(Records from a point labeling set)
####

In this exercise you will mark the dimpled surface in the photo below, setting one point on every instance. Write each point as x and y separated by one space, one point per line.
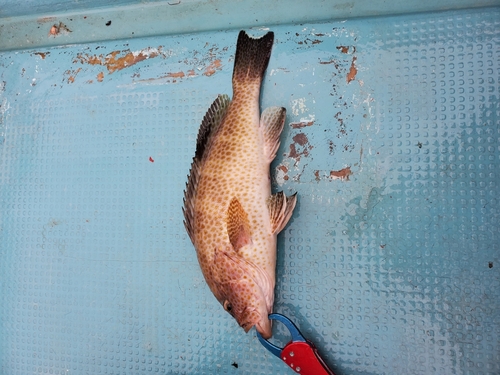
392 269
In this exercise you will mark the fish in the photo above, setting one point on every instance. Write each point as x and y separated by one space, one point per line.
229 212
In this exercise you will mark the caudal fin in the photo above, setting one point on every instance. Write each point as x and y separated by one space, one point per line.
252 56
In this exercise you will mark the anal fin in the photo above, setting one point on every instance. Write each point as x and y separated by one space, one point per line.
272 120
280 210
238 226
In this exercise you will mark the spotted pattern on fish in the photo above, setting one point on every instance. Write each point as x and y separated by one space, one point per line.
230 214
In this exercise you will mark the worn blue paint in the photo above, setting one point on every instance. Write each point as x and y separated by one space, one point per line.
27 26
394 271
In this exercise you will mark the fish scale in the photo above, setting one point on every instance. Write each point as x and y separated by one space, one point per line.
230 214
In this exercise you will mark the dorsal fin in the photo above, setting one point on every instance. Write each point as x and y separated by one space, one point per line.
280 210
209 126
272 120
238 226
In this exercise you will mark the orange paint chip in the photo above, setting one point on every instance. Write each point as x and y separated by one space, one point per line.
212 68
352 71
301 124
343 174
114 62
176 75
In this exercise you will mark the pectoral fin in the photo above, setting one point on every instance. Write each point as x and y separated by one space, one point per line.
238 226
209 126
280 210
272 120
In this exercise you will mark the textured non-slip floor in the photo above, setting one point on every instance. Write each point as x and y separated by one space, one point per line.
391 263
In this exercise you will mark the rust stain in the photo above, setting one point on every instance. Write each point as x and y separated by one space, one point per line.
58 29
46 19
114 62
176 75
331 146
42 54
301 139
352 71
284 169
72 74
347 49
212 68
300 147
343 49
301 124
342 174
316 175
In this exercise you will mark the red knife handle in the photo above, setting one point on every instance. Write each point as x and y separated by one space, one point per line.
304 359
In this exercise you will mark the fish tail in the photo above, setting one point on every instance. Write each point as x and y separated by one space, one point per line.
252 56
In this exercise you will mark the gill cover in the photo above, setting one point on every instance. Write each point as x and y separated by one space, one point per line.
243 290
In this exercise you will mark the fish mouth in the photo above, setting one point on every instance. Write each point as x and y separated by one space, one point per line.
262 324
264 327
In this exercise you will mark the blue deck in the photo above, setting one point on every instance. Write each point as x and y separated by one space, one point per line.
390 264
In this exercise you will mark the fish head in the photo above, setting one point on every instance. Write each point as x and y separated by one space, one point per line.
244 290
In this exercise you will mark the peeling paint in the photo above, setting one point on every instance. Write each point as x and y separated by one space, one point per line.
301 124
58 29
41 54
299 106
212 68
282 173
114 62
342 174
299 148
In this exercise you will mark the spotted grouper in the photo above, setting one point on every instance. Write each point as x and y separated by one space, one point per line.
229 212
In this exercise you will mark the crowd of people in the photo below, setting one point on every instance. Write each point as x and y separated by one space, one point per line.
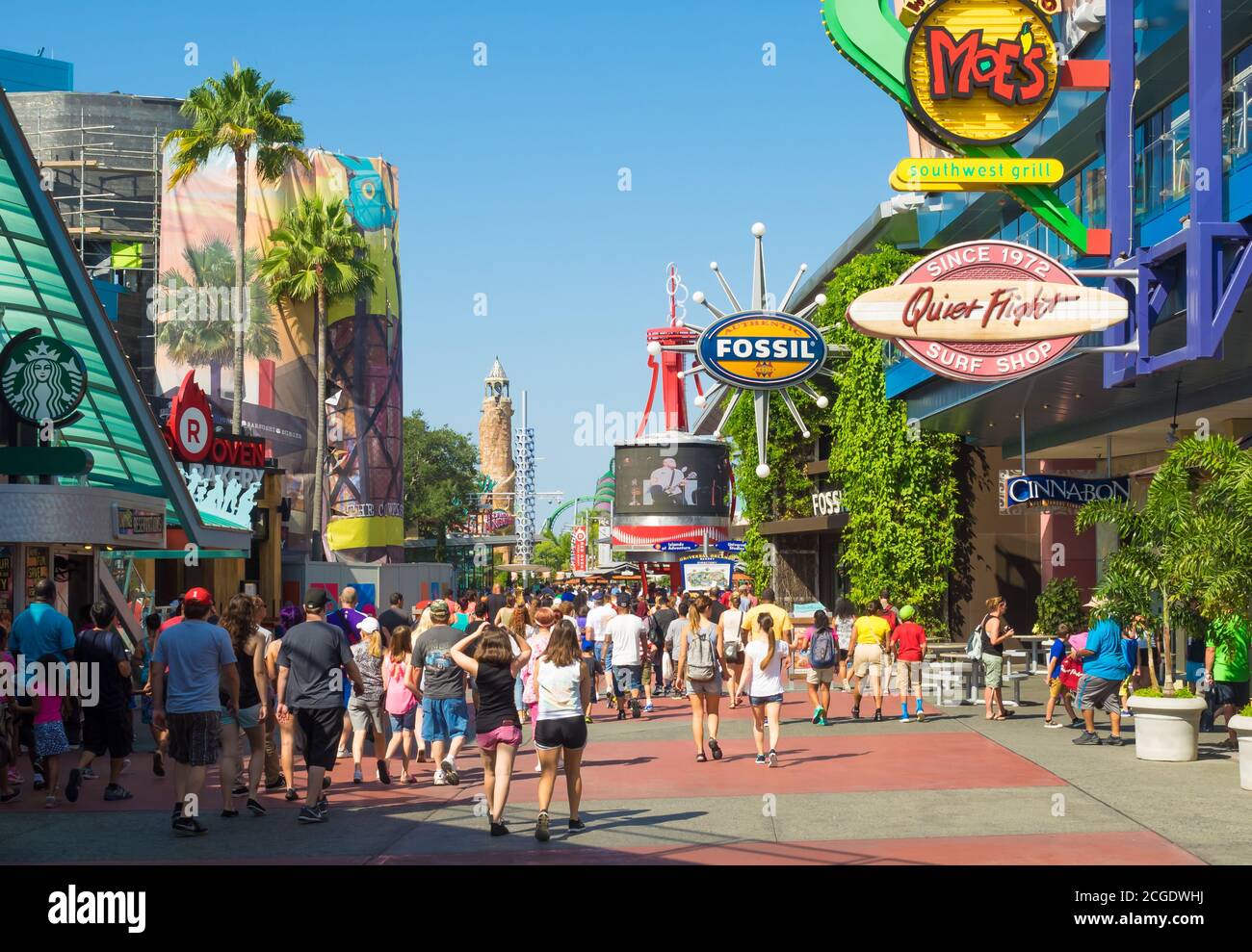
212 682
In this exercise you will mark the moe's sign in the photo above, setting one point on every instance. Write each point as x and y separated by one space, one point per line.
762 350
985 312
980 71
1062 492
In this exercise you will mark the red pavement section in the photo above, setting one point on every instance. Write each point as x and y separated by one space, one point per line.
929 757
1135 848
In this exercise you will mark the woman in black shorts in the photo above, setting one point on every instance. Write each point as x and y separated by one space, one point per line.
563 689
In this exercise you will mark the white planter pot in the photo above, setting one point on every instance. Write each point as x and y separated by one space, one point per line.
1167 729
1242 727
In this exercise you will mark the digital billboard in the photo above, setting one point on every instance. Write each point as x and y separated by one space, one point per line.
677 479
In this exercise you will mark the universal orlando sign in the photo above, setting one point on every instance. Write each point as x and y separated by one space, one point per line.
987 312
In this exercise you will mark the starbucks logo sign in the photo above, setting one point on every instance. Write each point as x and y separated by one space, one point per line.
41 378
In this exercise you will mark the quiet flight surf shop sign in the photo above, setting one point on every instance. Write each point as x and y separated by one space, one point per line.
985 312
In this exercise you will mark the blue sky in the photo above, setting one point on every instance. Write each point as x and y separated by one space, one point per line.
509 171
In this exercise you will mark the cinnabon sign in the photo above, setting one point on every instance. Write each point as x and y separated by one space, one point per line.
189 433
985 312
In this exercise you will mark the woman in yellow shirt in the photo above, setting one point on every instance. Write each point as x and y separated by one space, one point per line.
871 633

####

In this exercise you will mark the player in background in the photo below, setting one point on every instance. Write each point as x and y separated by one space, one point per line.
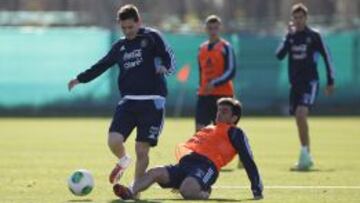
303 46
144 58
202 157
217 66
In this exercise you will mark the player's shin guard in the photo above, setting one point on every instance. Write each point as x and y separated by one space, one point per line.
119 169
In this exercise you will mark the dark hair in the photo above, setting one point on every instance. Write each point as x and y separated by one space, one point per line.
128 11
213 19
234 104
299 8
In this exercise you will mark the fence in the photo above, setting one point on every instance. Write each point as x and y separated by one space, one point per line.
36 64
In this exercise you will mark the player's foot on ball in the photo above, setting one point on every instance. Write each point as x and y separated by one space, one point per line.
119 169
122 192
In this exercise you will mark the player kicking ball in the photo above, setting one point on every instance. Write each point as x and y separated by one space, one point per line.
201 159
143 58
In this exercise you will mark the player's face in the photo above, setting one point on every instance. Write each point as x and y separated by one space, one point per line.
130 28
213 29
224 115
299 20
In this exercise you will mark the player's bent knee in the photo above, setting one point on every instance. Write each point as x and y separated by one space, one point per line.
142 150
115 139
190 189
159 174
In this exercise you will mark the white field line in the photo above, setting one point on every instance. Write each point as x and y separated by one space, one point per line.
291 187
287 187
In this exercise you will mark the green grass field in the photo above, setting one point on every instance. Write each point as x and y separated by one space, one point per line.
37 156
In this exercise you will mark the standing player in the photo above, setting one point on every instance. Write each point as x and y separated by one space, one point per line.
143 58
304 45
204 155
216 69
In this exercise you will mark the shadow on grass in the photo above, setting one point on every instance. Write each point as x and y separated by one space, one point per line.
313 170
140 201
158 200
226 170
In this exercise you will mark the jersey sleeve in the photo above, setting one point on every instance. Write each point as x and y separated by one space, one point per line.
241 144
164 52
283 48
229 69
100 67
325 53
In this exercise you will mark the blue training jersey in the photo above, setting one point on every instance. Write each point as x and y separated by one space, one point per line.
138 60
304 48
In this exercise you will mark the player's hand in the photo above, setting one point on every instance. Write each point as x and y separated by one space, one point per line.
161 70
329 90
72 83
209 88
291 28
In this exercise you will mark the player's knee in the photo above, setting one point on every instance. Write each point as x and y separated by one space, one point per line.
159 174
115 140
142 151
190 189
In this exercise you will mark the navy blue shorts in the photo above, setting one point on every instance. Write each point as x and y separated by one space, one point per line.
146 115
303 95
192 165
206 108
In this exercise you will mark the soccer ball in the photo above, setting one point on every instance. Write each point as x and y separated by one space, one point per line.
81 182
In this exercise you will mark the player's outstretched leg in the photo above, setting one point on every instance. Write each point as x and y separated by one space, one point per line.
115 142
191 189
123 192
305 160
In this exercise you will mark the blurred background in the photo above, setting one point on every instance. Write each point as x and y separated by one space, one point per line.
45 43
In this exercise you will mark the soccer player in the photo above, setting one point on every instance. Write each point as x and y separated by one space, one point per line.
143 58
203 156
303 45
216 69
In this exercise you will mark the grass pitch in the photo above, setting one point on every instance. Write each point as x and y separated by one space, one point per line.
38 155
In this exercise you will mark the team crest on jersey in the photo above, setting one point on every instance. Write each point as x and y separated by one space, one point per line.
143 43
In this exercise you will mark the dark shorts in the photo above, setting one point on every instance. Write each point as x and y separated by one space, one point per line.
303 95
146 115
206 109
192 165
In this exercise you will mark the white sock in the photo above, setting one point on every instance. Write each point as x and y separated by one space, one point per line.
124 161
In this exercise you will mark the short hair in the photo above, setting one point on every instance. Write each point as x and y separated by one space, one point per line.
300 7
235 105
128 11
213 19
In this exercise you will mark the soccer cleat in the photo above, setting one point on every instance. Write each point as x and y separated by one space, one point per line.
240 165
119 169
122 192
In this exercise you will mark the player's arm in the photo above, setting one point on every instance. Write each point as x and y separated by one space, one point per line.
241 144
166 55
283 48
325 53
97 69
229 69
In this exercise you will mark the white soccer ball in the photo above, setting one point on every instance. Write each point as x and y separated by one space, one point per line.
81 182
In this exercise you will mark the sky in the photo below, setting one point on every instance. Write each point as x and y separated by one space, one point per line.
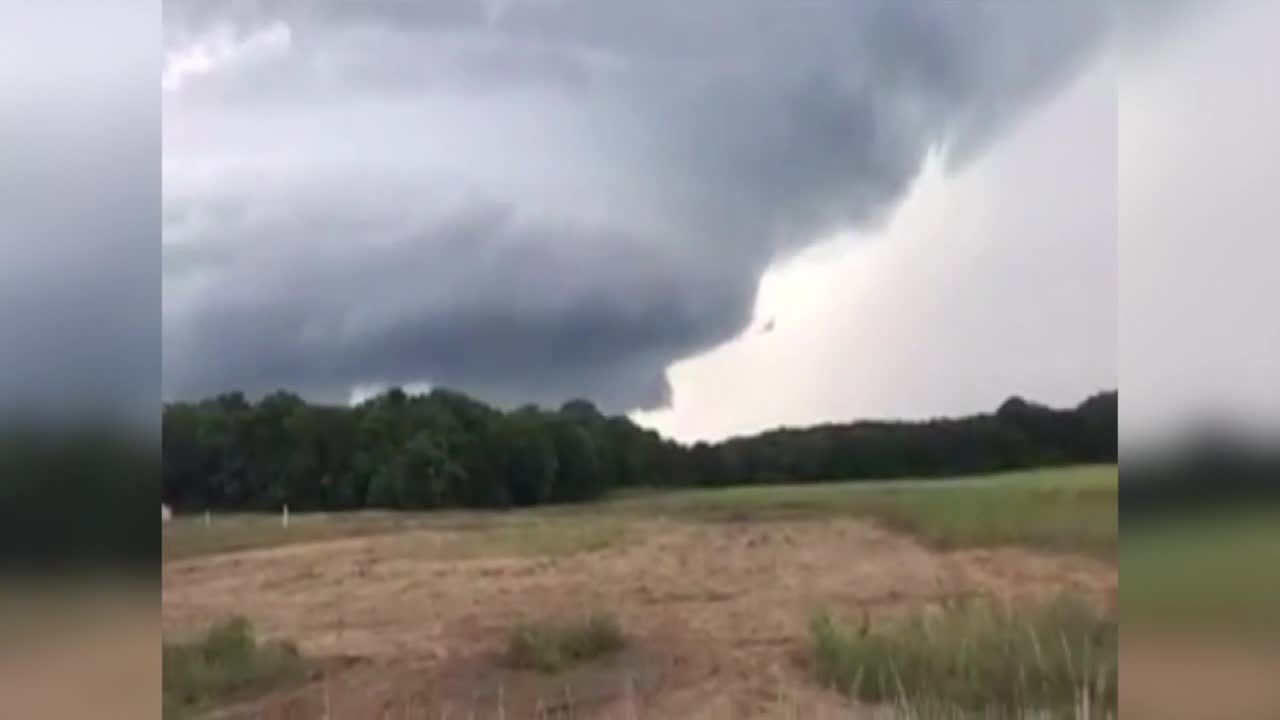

####

> [SET PROBLEM] Pull out every line in the items above that contains the word "woman".

> [RESPONSE]
In this exercise you will mark the woman in black shorts in the photo above, setting one point on every instance. Write each point as x and y separated by one space, one point per line.
In this exercise you will mark the woman in yellow shirt in the photo above, setting one point on every instance. Write each point as x and y separated by one space, one point per line.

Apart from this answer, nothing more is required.